Stored items from a collection:

•••

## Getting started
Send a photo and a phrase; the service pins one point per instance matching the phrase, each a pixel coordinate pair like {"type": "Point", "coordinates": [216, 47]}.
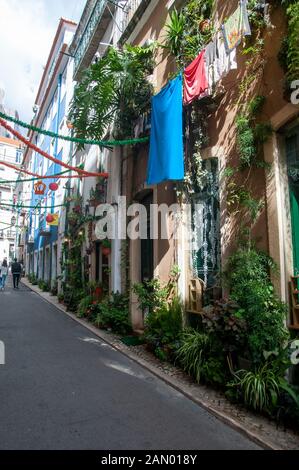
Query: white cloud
{"type": "Point", "coordinates": [27, 29]}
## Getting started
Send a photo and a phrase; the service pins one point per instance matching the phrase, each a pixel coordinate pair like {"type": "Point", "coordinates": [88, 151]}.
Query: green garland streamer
{"type": "Point", "coordinates": [101, 143]}
{"type": "Point", "coordinates": [20, 206]}
{"type": "Point", "coordinates": [31, 179]}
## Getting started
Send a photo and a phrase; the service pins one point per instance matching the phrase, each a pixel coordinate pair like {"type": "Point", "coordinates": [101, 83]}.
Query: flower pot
{"type": "Point", "coordinates": [106, 251]}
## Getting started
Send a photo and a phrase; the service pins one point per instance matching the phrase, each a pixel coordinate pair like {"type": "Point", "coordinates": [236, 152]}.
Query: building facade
{"type": "Point", "coordinates": [262, 199]}
{"type": "Point", "coordinates": [43, 241]}
{"type": "Point", "coordinates": [11, 152]}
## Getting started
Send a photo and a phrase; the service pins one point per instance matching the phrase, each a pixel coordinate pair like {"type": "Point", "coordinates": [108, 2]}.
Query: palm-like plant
{"type": "Point", "coordinates": [175, 32]}
{"type": "Point", "coordinates": [114, 90]}
{"type": "Point", "coordinates": [259, 389]}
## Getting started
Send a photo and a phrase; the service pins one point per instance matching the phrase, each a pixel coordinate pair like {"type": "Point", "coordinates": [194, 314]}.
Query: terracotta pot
{"type": "Point", "coordinates": [106, 251]}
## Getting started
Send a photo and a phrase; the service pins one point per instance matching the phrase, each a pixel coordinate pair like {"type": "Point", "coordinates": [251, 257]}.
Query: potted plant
{"type": "Point", "coordinates": [204, 25]}
{"type": "Point", "coordinates": [106, 247]}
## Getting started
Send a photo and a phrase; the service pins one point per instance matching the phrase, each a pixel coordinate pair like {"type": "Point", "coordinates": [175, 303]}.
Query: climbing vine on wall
{"type": "Point", "coordinates": [289, 56]}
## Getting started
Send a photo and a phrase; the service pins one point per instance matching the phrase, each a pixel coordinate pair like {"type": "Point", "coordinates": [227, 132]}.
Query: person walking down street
{"type": "Point", "coordinates": [4, 273]}
{"type": "Point", "coordinates": [16, 270]}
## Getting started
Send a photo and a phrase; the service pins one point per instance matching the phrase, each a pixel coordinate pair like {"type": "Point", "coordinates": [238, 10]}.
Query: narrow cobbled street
{"type": "Point", "coordinates": [63, 388]}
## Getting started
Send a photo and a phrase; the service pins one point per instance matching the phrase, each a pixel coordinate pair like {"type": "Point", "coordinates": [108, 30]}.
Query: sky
{"type": "Point", "coordinates": [27, 30]}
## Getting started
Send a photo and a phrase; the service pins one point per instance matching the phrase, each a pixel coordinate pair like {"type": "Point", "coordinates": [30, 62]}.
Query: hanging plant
{"type": "Point", "coordinates": [189, 30]}
{"type": "Point", "coordinates": [114, 90]}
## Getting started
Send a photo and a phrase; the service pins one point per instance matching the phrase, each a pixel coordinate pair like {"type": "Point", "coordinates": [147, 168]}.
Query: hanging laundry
{"type": "Point", "coordinates": [210, 58]}
{"type": "Point", "coordinates": [236, 27]}
{"type": "Point", "coordinates": [166, 159]}
{"type": "Point", "coordinates": [196, 82]}
{"type": "Point", "coordinates": [225, 61]}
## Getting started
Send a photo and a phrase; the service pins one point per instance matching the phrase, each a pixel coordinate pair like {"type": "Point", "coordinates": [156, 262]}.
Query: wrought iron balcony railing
{"type": "Point", "coordinates": [89, 40]}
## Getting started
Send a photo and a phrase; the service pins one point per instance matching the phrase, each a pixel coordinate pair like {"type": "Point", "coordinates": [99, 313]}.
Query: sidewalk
{"type": "Point", "coordinates": [258, 428]}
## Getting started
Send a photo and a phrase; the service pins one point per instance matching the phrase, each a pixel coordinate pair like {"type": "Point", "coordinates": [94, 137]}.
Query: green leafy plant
{"type": "Point", "coordinates": [291, 43]}
{"type": "Point", "coordinates": [84, 305]}
{"type": "Point", "coordinates": [259, 390]}
{"type": "Point", "coordinates": [225, 320]}
{"type": "Point", "coordinates": [44, 286]}
{"type": "Point", "coordinates": [184, 34]}
{"type": "Point", "coordinates": [163, 327]}
{"type": "Point", "coordinates": [245, 140]}
{"type": "Point", "coordinates": [54, 288]}
{"type": "Point", "coordinates": [192, 353]}
{"type": "Point", "coordinates": [175, 30]}
{"type": "Point", "coordinates": [248, 277]}
{"type": "Point", "coordinates": [114, 313]}
{"type": "Point", "coordinates": [151, 295]}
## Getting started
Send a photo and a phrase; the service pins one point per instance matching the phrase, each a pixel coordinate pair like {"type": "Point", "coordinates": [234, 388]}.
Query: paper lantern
{"type": "Point", "coordinates": [53, 186]}
{"type": "Point", "coordinates": [40, 188]}
{"type": "Point", "coordinates": [50, 218]}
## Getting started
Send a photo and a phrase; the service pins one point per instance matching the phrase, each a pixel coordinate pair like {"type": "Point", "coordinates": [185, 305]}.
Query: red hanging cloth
{"type": "Point", "coordinates": [196, 82]}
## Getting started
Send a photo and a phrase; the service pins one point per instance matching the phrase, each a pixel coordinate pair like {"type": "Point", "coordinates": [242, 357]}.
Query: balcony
{"type": "Point", "coordinates": [30, 240]}
{"type": "Point", "coordinates": [10, 234]}
{"type": "Point", "coordinates": [134, 10]}
{"type": "Point", "coordinates": [92, 28]}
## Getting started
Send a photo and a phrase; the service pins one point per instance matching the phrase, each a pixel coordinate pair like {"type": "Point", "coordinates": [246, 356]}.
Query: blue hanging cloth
{"type": "Point", "coordinates": [166, 159]}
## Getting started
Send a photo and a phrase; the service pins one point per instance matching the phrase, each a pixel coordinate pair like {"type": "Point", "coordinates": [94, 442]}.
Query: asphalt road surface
{"type": "Point", "coordinates": [63, 388]}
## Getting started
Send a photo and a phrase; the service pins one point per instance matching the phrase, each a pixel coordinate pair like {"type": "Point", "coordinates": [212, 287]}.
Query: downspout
{"type": "Point", "coordinates": [55, 155]}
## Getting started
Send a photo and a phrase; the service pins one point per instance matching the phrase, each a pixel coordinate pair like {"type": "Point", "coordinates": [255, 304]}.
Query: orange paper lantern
{"type": "Point", "coordinates": [53, 186]}
{"type": "Point", "coordinates": [40, 188]}
{"type": "Point", "coordinates": [49, 218]}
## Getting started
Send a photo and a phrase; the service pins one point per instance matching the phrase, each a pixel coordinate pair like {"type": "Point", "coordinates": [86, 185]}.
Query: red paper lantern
{"type": "Point", "coordinates": [53, 186]}
{"type": "Point", "coordinates": [49, 218]}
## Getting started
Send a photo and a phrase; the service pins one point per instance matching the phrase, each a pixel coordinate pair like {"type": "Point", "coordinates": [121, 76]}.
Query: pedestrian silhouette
{"type": "Point", "coordinates": [4, 273]}
{"type": "Point", "coordinates": [16, 270]}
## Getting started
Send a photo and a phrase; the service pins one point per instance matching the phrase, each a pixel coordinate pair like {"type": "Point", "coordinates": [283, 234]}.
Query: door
{"type": "Point", "coordinates": [292, 154]}
{"type": "Point", "coordinates": [206, 251]}
{"type": "Point", "coordinates": [147, 245]}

•••

TRY IT:
Could you retype every record above exactly, leaving the pictures out?

THE ANSWER:
## Getting started
Send a photo and a phrase; the service pins one point per instance matching the phrase, each a pixel coordinate pair like {"type": "Point", "coordinates": [216, 47]}.
Query: white cloud
{"type": "Point", "coordinates": [27, 29]}
## Getting started
Send a photo and a phrase; the service pins one point per instance matching the phrase, each a pixel coordinate pair like {"type": "Point", "coordinates": [88, 151]}.
Query: green garland streamer
{"type": "Point", "coordinates": [101, 143]}
{"type": "Point", "coordinates": [20, 206]}
{"type": "Point", "coordinates": [31, 179]}
## Getting started
Send a photo and a phrase; the service pins one point per instance matching the phrase, each a pixel coordinate pair like {"type": "Point", "coordinates": [101, 83]}.
Query: flower pot
{"type": "Point", "coordinates": [106, 251]}
## Getting started
Send a photo and a phrase; the service pins one point per instance matching the phrase, each a pixel coordinate pair like {"type": "Point", "coordinates": [236, 152]}.
Query: building facade
{"type": "Point", "coordinates": [262, 199]}
{"type": "Point", "coordinates": [43, 241]}
{"type": "Point", "coordinates": [11, 152]}
## Getting started
Send a photo and a phrase; the service pins one point per instance matching the phrase, each a pixel coordinate pair like {"type": "Point", "coordinates": [108, 2]}.
Query: palm-like plant
{"type": "Point", "coordinates": [175, 32]}
{"type": "Point", "coordinates": [114, 90]}
{"type": "Point", "coordinates": [259, 389]}
## Getting started
Send a photo and a phrase; the service pins one point per instance matching the phrase, each a pixel coordinate pair like {"type": "Point", "coordinates": [194, 314]}.
Query: terracotta pot
{"type": "Point", "coordinates": [106, 251]}
## Getting started
Send a photo and a phrase; the service pins one point per instance matching the phrase, each a pixel coordinate pair like {"type": "Point", "coordinates": [251, 257]}.
Query: potted plant
{"type": "Point", "coordinates": [204, 25]}
{"type": "Point", "coordinates": [106, 247]}
## Getting started
Send a photo and a phrase; the service pins one point per instance matching the phrase, each a pixel coordinate pair like {"type": "Point", "coordinates": [175, 303]}.
Query: climbing vine on wall
{"type": "Point", "coordinates": [289, 56]}
## Getting started
Send a photo and a phrase; the service pins one point per instance matching the phrase, each a pixel coordinate pair like {"type": "Point", "coordinates": [227, 132]}.
Query: person walking down street
{"type": "Point", "coordinates": [4, 273]}
{"type": "Point", "coordinates": [16, 270]}
## Getting started
Send a photo and a phrase; the service pins one point per instance matching the phrase, each a pixel coordinate pair like {"type": "Point", "coordinates": [238, 10]}.
Query: narrow cobbled street
{"type": "Point", "coordinates": [63, 388]}
## Getting started
Send a photo and a phrase; the service pins one point per instance matching the phrase, each a pixel coordinate pair like {"type": "Point", "coordinates": [108, 30]}.
Query: sky
{"type": "Point", "coordinates": [27, 30]}
## Getting started
Send a photo and a phrase; the service pins one point per instance matching the phrase, each a pixel coordinate pair like {"type": "Point", "coordinates": [30, 62]}.
Query: hanging plant
{"type": "Point", "coordinates": [189, 30]}
{"type": "Point", "coordinates": [114, 90]}
## Getting started
Send a photo and a phrase; the service pins one point per instance matching the phrase, each a pixel coordinate pair like {"type": "Point", "coordinates": [147, 168]}.
Query: hanging laundry
{"type": "Point", "coordinates": [210, 58]}
{"type": "Point", "coordinates": [236, 27]}
{"type": "Point", "coordinates": [166, 159]}
{"type": "Point", "coordinates": [196, 82]}
{"type": "Point", "coordinates": [225, 61]}
## Getting started
Send a photo and a phrase; the service pins one point per instance matching the phrase, each a pixel coordinate pair like {"type": "Point", "coordinates": [156, 262]}.
Query: wrought iron balcony railing
{"type": "Point", "coordinates": [89, 40]}
## Getting started
Send a photo and a phrase; the service pins one point per instance matching the phrase, each a pixel coordinate pair like {"type": "Point", "coordinates": [99, 313]}.
Query: sidewalk
{"type": "Point", "coordinates": [258, 428]}
## Getting started
Send a photo and a phrase; the service pins one point per instance matching the phrase, each a pixel coordinate pair like {"type": "Point", "coordinates": [94, 137]}.
Query: green leafy plant
{"type": "Point", "coordinates": [291, 43]}
{"type": "Point", "coordinates": [84, 305]}
{"type": "Point", "coordinates": [259, 390]}
{"type": "Point", "coordinates": [225, 320]}
{"type": "Point", "coordinates": [44, 286]}
{"type": "Point", "coordinates": [184, 34]}
{"type": "Point", "coordinates": [163, 327]}
{"type": "Point", "coordinates": [245, 140]}
{"type": "Point", "coordinates": [54, 288]}
{"type": "Point", "coordinates": [192, 353]}
{"type": "Point", "coordinates": [175, 30]}
{"type": "Point", "coordinates": [248, 277]}
{"type": "Point", "coordinates": [114, 313]}
{"type": "Point", "coordinates": [151, 295]}
## Getting started
Send a photo and a phrase; the service pins one point per instance matching the phrase, each a pixel coordinate pair like {"type": "Point", "coordinates": [234, 388]}.
Query: paper lantern
{"type": "Point", "coordinates": [53, 186]}
{"type": "Point", "coordinates": [40, 188]}
{"type": "Point", "coordinates": [50, 218]}
## Getting started
Send a photo and a phrase; the service pins one point per instance matching the phrase, each a pixel coordinate pair like {"type": "Point", "coordinates": [185, 305]}.
Query: red hanging cloth
{"type": "Point", "coordinates": [196, 82]}
## Getting started
Send a photo and a phrase; the service pins one point per instance matching the phrase, each a pixel coordinate pair like {"type": "Point", "coordinates": [242, 357]}.
Query: balcony
{"type": "Point", "coordinates": [30, 240]}
{"type": "Point", "coordinates": [10, 234]}
{"type": "Point", "coordinates": [134, 10]}
{"type": "Point", "coordinates": [92, 28]}
## Getting started
Send a photo and a phrase; the service pins one point per instance matching the phrase, each a pixel coordinate pair like {"type": "Point", "coordinates": [246, 356]}.
Query: blue hanging cloth
{"type": "Point", "coordinates": [166, 159]}
## Getting started
Send a photo and a phrase; the service pins one point per instance matching the phrase, each a pixel coordinate pair like {"type": "Point", "coordinates": [94, 442]}.
Query: asphalt road surface
{"type": "Point", "coordinates": [63, 388]}
## Getting started
Send a photo and a phrase; the service pins one point per instance matching the phrase, each a pixel coordinate pair like {"type": "Point", "coordinates": [212, 287]}.
Query: downspout
{"type": "Point", "coordinates": [55, 155]}
## Getting started
Send a photo and a phrase; the service pins one point per instance matching the phrase, each a pixel coordinate pair like {"type": "Point", "coordinates": [255, 304]}.
Query: orange paper lantern
{"type": "Point", "coordinates": [53, 186]}
{"type": "Point", "coordinates": [40, 188]}
{"type": "Point", "coordinates": [49, 218]}
## Getting started
Send a photo and a phrase; the service pins one point per instance matching the phrase, each a pixel coordinate pair like {"type": "Point", "coordinates": [86, 185]}.
Query: red paper lantern
{"type": "Point", "coordinates": [53, 186]}
{"type": "Point", "coordinates": [49, 218]}
## Getting started
Send a photo and a phrase; the service pins one point per instance matching the phrase, each a pixel coordinate pair like {"type": "Point", "coordinates": [121, 76]}.
Query: pedestrian silhouette
{"type": "Point", "coordinates": [4, 273]}
{"type": "Point", "coordinates": [16, 270]}
## Getting started
Send a photo and a phrase; the service pins one point per instance matching the phrase, each a pixel coordinate pair like {"type": "Point", "coordinates": [283, 234]}.
Query: door
{"type": "Point", "coordinates": [292, 154]}
{"type": "Point", "coordinates": [206, 251]}
{"type": "Point", "coordinates": [147, 245]}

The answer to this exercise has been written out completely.